— Action item —
Please state, from the chalazion text below, how long and how many times a day a warm compress should be applied.

— Page text —
* * * * * * *

What Is a Chalazion?

Chalazion is a small swelling at the edge or near the edge of the eyelid under the skin caused by the obstruction of sebaceous gland openings and the accumulation of secreted substances in the gland. At first, chalazion may be inflamed and cause redness and pain. In this case, it is similar to a stye. But after a while, pain and redness subsides, and the swollen lump remains at the edge of the eyelid or inside it. The size of this lump is not fixed and may gradually grow or shrink. Sometimes, chalazion may initially appear only as a massive swelling which is not accompanied by pain and redness.

Chalazion doesn’t usually cause an important ocular condition, and after several weeks to months it subsides and disappears. Applying a warm compress (for 5-10 minutes, 2-3 times a day) using a clean towel and gentle massage may help unblock the oil gland openings and accelerate healing.

How to Treat a Chalazion

Small chalazions that do not have an unpleasant appearance do not require any special treatment either, and usually go away over time. Larger chalazions need to be treated for two main reasons:

First of all, bigger chalazions have an unpleasant appearance and are aesthetically problematic. Additionally, their spontaneous treatment may take several months.

Secondly, large chalazions, especially in the upper eyelid, cause pressure on the cornea, and may result in cause astigmatism and blurred vision by changing the corneal shape.

So, in such cases, visit an ophthalmologist for treatment.

In this case, the main treatment method is chalazion surgery, done by applying local anesthetic and from the back of the eyelid, which does not require stitches. Another method is the injection of steroid suspensions into the lesion, which is rarely used, in cases where either there are many smaller chalazions that cannot be removed by a surgical procedure, or chalazion has appeared where performing surgery is likely to damage nearby structures.

Recurrent Chalazion

In some people, chalazion frequently recurs. In this case, because of the following reasons, it is necessary for the patient to visit an ophthalmologist:

Firstly, serious eye conditions such as malignant eyelid tumors are sometimes manifested as recurrent chalazion, which can only be diagnosed by an ophthalmologist. Secondly, in some cases, other eye conditions such as eyelid inflammation (blepharitis) or conditions in sebaceous glands (meibomianitis) result in recurrent chalazion. In this case, the disease being treated by an ophthalmologist helps prevent recurrent chalazion.

* * * * * * *

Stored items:

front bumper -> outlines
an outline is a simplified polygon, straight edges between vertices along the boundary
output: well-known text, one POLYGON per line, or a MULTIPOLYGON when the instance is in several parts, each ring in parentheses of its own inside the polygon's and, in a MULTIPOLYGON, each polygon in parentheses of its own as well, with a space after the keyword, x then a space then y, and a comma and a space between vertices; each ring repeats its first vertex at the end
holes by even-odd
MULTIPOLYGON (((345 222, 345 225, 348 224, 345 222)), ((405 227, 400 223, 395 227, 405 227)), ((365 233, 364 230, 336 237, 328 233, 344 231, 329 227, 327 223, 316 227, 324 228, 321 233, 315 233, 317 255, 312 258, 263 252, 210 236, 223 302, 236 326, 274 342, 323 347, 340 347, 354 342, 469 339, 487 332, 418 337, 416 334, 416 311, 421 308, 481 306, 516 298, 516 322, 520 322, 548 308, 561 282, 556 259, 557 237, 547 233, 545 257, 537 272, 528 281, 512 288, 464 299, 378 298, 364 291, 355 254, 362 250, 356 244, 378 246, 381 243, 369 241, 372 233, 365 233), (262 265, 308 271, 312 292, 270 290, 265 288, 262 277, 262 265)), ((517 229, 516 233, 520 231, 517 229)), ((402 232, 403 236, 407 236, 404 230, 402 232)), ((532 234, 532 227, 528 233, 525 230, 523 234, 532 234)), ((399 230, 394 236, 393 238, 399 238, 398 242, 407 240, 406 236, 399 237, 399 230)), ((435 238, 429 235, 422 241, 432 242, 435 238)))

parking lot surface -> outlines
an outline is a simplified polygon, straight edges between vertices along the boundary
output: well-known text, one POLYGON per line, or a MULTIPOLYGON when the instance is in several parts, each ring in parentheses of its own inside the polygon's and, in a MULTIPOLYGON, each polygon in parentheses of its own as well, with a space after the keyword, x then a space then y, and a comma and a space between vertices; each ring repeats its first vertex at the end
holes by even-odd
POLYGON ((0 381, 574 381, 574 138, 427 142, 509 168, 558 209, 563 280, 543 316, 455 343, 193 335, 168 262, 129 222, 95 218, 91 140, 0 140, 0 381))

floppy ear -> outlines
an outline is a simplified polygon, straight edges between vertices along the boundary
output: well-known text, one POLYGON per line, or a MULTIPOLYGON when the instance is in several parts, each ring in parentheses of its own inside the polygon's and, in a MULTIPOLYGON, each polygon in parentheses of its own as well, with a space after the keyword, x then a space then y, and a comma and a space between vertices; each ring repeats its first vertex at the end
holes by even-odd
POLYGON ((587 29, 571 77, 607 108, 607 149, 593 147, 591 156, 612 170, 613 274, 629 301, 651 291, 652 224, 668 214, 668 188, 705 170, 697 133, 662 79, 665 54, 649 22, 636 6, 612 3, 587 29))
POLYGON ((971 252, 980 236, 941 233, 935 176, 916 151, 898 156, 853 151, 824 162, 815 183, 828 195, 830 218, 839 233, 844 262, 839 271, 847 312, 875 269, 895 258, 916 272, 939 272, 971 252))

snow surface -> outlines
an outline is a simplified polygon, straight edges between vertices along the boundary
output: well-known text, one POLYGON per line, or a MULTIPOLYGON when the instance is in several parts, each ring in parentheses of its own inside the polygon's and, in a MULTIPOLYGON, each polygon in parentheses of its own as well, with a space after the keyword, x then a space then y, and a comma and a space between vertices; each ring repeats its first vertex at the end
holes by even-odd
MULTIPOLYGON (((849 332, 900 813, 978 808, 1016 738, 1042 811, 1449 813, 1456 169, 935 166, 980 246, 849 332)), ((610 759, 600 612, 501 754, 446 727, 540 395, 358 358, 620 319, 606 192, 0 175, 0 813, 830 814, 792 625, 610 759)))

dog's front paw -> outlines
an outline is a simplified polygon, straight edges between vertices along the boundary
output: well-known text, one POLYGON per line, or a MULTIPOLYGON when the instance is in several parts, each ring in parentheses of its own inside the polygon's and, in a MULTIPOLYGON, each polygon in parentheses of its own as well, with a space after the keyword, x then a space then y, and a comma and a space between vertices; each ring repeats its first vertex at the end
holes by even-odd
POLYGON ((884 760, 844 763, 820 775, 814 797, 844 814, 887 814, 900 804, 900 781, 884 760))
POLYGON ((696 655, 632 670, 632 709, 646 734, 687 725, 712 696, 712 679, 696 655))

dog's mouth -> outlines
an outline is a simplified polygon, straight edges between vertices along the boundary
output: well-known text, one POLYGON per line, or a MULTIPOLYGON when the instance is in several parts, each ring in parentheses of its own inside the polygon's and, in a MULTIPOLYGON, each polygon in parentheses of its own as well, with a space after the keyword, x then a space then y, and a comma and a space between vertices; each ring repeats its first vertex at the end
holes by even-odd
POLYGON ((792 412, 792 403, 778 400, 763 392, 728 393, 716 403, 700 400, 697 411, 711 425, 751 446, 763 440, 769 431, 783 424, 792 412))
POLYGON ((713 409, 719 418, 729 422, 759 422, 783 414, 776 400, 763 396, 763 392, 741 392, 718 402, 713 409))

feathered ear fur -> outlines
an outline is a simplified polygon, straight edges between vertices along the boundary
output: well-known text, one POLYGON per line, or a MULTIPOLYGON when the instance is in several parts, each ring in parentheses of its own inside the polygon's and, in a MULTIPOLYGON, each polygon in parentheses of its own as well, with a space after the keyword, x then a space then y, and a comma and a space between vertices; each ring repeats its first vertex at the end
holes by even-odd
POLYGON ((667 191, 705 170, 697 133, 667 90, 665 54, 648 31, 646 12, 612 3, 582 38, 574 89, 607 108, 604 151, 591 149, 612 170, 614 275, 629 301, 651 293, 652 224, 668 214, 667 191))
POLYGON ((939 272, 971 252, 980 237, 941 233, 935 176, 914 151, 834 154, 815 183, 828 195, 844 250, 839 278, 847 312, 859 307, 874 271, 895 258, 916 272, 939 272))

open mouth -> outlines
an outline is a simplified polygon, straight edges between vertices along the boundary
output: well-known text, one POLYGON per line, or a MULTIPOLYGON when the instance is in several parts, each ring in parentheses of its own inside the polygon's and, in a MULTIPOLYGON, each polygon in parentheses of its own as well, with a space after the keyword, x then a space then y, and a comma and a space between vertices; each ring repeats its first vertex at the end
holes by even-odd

* * * * * * *

— Answer box —
For 5-10 minutes, 2-3 times a day.